** Start of Supplied data **

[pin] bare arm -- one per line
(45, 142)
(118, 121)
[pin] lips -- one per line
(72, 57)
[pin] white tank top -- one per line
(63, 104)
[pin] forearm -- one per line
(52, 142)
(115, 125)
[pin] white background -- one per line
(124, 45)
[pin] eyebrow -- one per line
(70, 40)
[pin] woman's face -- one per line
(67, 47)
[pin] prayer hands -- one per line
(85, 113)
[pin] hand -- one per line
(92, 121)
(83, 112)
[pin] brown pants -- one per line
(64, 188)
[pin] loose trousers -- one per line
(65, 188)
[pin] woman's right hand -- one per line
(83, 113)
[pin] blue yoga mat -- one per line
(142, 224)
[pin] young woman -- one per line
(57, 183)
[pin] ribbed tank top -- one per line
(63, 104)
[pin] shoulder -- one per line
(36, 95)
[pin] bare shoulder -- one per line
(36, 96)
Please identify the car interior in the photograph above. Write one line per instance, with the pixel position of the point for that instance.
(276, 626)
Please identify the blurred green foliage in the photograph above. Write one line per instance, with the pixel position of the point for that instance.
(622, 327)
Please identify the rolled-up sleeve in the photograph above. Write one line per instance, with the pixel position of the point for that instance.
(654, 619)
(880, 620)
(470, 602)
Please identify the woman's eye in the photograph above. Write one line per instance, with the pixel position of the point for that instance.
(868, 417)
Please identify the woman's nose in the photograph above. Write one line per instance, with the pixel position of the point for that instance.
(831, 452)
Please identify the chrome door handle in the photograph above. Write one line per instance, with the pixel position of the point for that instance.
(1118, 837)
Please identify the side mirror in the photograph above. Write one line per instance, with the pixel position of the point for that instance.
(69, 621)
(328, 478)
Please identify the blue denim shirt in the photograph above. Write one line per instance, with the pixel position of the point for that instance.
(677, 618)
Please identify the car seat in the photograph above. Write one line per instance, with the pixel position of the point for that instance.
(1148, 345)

** End of Supplied data **

• Exercise objective:
Convert the records above into a two-column CSV with the header "request" and "points", one row per request. Put each request's text and its answer in a single quoted field apiece, replacing line breaks with spaces.

• Full response:
request,points
"[pin] bare arm -- one per line","(45, 142) (118, 121)"
"[pin] lips -- one per line","(72, 57)"
"[pin] white tank top -- one per line","(63, 104)"
"[pin] forearm -- one per line","(52, 142) (115, 125)"
"[pin] white background -- one per line","(124, 45)"
"[pin] eyebrow -- one per line","(70, 40)"
"[pin] woman's face -- one per line","(67, 47)"
"[pin] prayer hands -- one per line","(85, 113)"
"[pin] hand -- one per line","(92, 121) (83, 112)"
"[pin] brown pants -- one per line","(64, 188)"
"[pin] loose trousers -- one per line","(65, 188)"
"[pin] woman's right hand -- one per line","(83, 113)"
"[pin] blue yoga mat -- one per line","(142, 224)"
"[pin] young woman -- one per line","(57, 183)"
"[pin] ribbed tank top -- one per line","(63, 104)"
"[pin] shoulder -- one per line","(36, 95)"
"[pin] bare shoulder -- one per line","(36, 96)"
"Please identify the car interior in the photograph above. Write one line per instance, with the pixel position of the point for that instance.","(276, 626)"
"Please identify the blurred green foliage in the photograph above. Write one line per instance, with the pixel position of the point for that instance.","(622, 327)"
"Please identify the rolled-up sleeve in the photograph above. Write one line per instance, with the pixel position of the point for that instance.","(654, 619) (880, 620) (470, 602)"
"Please identify the woman's eye in the photograph above. Write one line per instance, with the pixel position of the point for that instance.","(868, 417)"
"Please identify the woman's nose in the photograph above. Write one line per instance, with the pixel position of the point for that instance.","(831, 452)"
"Please identify the chrome door handle in the photograph above. Write one line per instance, with the pixel position of the point for that instance.","(1118, 837)"
"Please identify the side mirror in the photograph above. Write one line per instance, with the pixel position of the point for that instance.","(69, 621) (328, 478)"
"Please identify the blue denim shirt in the photograph above. Write one line per instance, with the pixel position of the point for that instance.","(677, 618)"
"Please identify the car seat in the photograph above. Write one line per instance, with the pixel position of the point for that instance.","(1148, 345)"